* To do:
1 - Transcribe everything in the piece about switching to the iPhone from "I’ve laughed at" down to "of course, closed.", word for word.
2 - In the piece about switching to the iPhone, which phone did the writer buy in 2010?
3 - Please write the next part of the piece about switching to the iPhone, picking up after its final sentence.

* Source passage:
»»

James Cridland

Coming around to the Apple way of thinking

When I started at the BBC, I came flush from a career launching new things at Virgin Radio (and before that, in a slightly less public way, Hallam FM and The Pulse).

In a chat in my first few weeks, someone politely asked me about my previous work. I reeled off a few “firsts”. First to produce a daily podcast, first to stream on a Nintendo Wii, first to launch a mobile streaming app.

“Yes, James, very good,” he said, leaning back in his chair. “And welcome to the BBC. We don’t do things first here. We do them properly.”

Ouch.

This week, I now have an Apple iPhone 15. It’s mine for the next year, for me to properly use. While I did buy the original iPhone in 2007, and then the iPhone 3G, that was the full extent of my iPhone use: I bought the gorgeous Nexus One in 2010 (via VPN from a hotel room in India), and have used Android ever since.

I’ve laughed at the Apple users, deriding their phones as toys, and finding it highly amusing when Apple launches a thing that Android users have had for four years.

Most recently, I’ve had a Google Pixel 6 Pro, which has been absolutely fine as a phone; and a Google Pixel Watch, which has been an excellent thing. There are lots of things about the Android ecosystem that is good.

But, Google has changed. No longer is it built by amazingly clever whizz-kids doing brilliant and exciting things in their spare time. Google hasn’t launched any new, big, product since 2010 (Google Glass), or 2011 (Google+). Both of those have, of course, closed.

Google itself, as evidenced by details in the court cases against the company, or the rather heartless mass layoffs, is not in good shape. Its privacy record is not good. And when I recently looked at the data that Apple and Google both kept on me, that was quite the eye-opener. So I’d already been considering whether my next phone should be iPhone.

Now I’m using iPhone as my daily driver, what comes over loud and clear is the polish and attention to detail that everything appears to have with Apple.

It’s in the company DNA, of course, ever since the first Apple computers: designed to have a beautiful motherboard even though no customer would ever see it. But, design is one thing - the Apple detail shows itself in other ways, too.

As a journalist, I’ve had product demonstrations from Apple that have been meticulously rehearsed, flawless and impressive - and delivered to an audience of… just me. It seemed like entirely unnecessary theatre the first few times it’s happened to me, but I’ve come to enjoy the attention to detail - the details they go into in a launch of a relatively small feature, highlighting the care and attention they took to produce The Thing.

And with iPhone, arguably the flagship Apple product these days, the polish is there all the way through.

««

* Stored data:
»»

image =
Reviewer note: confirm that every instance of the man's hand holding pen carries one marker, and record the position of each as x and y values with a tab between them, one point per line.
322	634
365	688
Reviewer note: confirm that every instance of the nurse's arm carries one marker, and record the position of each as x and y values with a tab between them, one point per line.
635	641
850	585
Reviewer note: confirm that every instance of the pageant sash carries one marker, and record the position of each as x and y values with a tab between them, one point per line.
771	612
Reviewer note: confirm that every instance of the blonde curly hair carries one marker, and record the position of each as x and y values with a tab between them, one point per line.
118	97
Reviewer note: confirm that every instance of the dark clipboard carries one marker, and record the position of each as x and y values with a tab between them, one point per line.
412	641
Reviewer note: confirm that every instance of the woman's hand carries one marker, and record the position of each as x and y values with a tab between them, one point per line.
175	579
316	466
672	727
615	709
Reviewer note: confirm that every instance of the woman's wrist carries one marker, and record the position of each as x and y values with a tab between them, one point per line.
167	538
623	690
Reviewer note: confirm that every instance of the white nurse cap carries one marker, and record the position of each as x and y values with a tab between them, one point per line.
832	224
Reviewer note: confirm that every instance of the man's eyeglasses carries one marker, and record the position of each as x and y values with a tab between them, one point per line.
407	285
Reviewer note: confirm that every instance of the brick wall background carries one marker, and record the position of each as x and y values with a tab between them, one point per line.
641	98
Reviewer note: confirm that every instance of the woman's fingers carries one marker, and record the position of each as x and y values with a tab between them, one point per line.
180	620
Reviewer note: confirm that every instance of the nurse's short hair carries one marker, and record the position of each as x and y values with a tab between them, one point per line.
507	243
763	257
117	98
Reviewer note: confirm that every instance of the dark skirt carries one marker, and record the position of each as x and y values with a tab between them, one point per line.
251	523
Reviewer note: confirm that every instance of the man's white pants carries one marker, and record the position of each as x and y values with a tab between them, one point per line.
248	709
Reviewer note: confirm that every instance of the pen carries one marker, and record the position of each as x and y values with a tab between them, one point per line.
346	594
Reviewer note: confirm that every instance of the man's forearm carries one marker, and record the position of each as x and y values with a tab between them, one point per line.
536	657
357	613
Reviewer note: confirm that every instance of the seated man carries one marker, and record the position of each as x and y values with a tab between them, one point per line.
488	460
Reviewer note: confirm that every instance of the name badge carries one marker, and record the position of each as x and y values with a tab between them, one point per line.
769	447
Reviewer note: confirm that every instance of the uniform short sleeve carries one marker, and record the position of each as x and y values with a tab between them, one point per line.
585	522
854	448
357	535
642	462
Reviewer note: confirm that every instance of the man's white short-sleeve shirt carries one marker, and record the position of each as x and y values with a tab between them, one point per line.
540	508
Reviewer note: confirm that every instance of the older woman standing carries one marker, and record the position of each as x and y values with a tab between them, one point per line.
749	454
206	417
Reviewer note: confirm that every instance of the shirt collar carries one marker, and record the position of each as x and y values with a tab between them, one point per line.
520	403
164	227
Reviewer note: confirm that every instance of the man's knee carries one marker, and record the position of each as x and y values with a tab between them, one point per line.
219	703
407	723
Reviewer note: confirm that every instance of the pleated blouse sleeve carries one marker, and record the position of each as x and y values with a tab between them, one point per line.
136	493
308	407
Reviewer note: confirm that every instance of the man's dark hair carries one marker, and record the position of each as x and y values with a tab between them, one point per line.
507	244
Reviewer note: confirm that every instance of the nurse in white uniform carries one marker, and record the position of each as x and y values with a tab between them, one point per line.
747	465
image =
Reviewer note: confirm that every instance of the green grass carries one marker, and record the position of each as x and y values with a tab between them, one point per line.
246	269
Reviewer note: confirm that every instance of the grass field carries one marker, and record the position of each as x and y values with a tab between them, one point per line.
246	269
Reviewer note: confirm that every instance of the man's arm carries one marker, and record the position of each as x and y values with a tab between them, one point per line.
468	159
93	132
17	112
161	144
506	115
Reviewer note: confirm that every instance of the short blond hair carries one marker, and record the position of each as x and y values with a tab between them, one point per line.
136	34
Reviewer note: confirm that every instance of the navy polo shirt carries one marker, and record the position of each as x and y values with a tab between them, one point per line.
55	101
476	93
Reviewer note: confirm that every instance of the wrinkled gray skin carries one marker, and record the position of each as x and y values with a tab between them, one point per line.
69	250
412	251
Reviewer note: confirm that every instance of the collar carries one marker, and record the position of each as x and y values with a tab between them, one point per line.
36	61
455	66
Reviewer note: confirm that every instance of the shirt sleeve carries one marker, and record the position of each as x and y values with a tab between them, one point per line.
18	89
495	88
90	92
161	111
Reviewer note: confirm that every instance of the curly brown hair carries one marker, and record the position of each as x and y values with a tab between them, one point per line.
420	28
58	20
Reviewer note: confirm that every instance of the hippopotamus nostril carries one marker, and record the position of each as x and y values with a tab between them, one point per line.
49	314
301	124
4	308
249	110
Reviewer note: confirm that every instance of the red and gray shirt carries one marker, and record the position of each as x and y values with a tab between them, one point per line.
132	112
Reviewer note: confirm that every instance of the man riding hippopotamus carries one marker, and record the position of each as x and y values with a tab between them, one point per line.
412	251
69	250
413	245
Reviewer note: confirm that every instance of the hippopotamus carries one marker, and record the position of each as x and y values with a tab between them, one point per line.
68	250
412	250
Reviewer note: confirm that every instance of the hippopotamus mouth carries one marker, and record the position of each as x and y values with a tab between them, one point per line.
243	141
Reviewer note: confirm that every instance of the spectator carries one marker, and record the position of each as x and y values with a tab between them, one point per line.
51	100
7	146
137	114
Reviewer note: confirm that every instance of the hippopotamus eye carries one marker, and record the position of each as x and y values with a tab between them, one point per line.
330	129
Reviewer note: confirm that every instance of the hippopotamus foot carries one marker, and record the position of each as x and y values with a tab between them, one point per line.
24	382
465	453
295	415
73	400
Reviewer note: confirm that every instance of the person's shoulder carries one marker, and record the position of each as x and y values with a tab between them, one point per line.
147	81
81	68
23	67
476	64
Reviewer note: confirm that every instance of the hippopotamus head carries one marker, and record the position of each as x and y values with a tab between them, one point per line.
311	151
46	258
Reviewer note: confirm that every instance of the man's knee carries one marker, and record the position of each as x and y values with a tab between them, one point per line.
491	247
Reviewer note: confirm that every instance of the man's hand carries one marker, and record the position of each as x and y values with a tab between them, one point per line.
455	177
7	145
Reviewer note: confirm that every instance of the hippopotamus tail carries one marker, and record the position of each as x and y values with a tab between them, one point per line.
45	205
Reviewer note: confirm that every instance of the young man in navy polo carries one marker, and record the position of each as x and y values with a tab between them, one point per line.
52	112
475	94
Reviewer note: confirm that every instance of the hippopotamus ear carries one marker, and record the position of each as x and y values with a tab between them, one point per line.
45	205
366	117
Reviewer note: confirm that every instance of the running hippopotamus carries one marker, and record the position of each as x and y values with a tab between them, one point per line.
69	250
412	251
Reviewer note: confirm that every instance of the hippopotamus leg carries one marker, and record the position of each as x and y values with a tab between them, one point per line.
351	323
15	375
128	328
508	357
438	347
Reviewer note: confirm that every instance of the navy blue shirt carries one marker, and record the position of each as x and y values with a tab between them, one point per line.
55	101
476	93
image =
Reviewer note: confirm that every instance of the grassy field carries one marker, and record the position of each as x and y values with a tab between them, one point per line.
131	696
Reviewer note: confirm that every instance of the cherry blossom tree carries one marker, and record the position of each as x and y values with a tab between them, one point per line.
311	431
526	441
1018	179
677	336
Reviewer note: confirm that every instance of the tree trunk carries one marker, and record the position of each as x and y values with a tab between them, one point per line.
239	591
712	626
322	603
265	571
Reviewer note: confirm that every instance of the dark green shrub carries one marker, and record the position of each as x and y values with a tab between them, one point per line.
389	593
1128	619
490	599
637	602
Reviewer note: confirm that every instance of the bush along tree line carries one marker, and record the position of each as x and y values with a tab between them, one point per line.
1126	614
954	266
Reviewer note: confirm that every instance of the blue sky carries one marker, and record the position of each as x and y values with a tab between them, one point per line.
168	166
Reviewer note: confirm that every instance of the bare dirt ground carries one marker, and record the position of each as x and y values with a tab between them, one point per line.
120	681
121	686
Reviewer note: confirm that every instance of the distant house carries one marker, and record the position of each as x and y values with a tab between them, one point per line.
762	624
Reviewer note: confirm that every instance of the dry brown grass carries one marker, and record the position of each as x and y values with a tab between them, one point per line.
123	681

««

* Answers to the exercises:
1 -
I’ve laughed at the Apple users, deriding their phones as toys, and finding it highly amusing when Apple launches a thing that Android users have had for four years.

Most recently, I’ve had a Google Pixel 6 Pro, which has been absolutely fine as a phone; and a Google Pixel Watch, which has been an excellent thing. There are lots of things about the Android ecosystem that is good.

But, Google has changed. No longer is it built by amazingly clever whizz-kids doing brilliant and exciting things in their spare time. Google hasn’t launched any new, big, product since 2010 (Google Glass), or 2011 (Google+). Both of those have, of course, closed.

2 - The Nexus One.

3 -
My Google Pixel is a great piece of hardware, but there are a few rough edges to the experience - which I’m only now realising because those rough edges that I’ve come to expect from a mobile phone experience aren’t there on iPhone.

As just one example - the fingerprint reader on the Pixel is OK. It’s not very fast, but it works. It’s good enough. But with iPhone, Face ID is astonishingly good. I came to it thinking “this will be horrible”, but a) it doesn’t show you what you look like, b) yes, it does work in the dark, c) it appears to work 95% of the time, and d) it’s fast as anything. Yes, they were later to a facial unlock than Google: but they did it properly.

iOS is peppered with similar examples, of things that Google might have launched first, but which iPhone just does properly and more fluidly.

Today I went to buy an Apple Watch, as a present to myself. The experience in the Brisbane Apple store was amazing, with the store assistant showing me the different sizes and straps, going to find the actual device I was interested in trying, tapping a few buttons on the screen of her iPhone to summon someone else with the product I’d chosen, and while she did that, giving me a perfectly choreographed demonstration of the main features of the watch, timed to end (so it seemed) with the product being delivered straight to the table. Congratulations, sales associate 2701151060. Again, it’s that Apple polish.

And, that Apple Watch setup was flawless - quietly reinstalling the Watch app that I’d deleted, then doing all the connections with the minimum of fuss. Google’s Pixel Watch asked me to, on the phone, type in the wifi password of the wifi that the phone was actually connected to, before leaving me with a “busy” dialog that took quite some time. It was fine. But it wasn’t polished. And Google doesn’t have any stores (outside of New York) that gives any sort of sales experience.

Even the Apple Podcasts experience of transcripts has had the time to think things through. Every single podcast will have the transcription experience. Creators still get control. Dynamic ads won’t mess it up. It just works. For all the excitement of other podcast apps who have come before, it just hasn’t worked perfectly until now. Again, Apple hasn’t done something first - but it has done it properly.

I didn’t like the arrogant BBC view when I joined the corporation. I still view arrogance as a weakness, not a strength. But doing things properly? I can see great benefit from that.